» **Aangeleverde gegevens**:
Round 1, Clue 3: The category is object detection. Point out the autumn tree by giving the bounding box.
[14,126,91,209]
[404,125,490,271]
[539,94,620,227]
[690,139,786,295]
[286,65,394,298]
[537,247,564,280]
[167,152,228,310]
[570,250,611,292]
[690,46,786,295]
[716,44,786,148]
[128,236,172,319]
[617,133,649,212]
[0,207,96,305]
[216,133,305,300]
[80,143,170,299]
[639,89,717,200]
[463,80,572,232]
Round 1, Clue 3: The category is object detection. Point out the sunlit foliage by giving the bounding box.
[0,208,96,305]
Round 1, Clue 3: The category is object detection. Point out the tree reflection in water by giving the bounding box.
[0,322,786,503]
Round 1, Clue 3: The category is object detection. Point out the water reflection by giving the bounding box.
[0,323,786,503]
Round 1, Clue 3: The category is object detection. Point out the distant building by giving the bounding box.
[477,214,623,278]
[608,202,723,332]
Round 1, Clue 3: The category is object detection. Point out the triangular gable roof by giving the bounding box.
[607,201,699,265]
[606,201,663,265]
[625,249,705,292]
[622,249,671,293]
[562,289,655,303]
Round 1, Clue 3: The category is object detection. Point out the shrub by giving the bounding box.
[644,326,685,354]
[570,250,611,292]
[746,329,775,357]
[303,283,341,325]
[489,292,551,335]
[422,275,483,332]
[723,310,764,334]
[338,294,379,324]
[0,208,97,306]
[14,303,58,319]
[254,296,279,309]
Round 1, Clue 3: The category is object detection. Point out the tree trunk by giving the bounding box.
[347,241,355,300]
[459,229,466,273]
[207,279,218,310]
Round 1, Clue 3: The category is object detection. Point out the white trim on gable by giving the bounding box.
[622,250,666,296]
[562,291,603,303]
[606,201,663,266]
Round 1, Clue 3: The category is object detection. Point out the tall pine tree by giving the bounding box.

» **Opdrachtomschrijving**:
Geef alle regels tussen de regel met "reflection by giving the bounding box." en het einde van de gegevens opnieuw, beide grenzen inbegrepen en ook de regels zonder coördinaten. Vermenigvuldig daarbij elke coördinaat van de begrenzingsvakken met 1,25 en rond af op hele getallen, halven naar boven.

» **Uitgevoerde opdracht**:
Round 1, Clue 3: The category is object detection. Point out the water reflection by giving the bounding box.
[0,404,983,629]
Round 1, Clue 3: The category is object detection. Point out the distant building by giving the bounding box.
[596,268,779,348]
[760,253,904,415]
Round 1, Clue 3: The category is object detection. Point out the triangular gable roof by giving the bounding box.
[759,251,874,331]
[758,251,829,331]
[781,311,881,365]
[778,311,839,366]
[703,361,819,379]
Round 1, Clue 3: The category is object detection. Point out the shrub by giving the bounding box.
[805,408,856,443]
[713,313,764,365]
[933,411,969,446]
[379,354,426,406]
[611,365,689,419]
[528,344,604,415]
[904,388,955,418]
[423,368,474,405]
[0,260,121,383]
[18,379,73,399]
[318,370,349,386]
Round 1, Clue 3: The category is object detection. Point out the tree trunk by giving the bounding box.
[434,301,444,375]
[574,286,583,341]
[259,349,273,388]
Round 1, Clue 3: The category is object detection. Point out the white trim on gable by giving the bounding box.
[778,313,833,370]
[703,364,754,379]
[758,251,829,333]
Round 1, Clue 3: The category is object detection. Point out the tall pine tree by giving the bounding box.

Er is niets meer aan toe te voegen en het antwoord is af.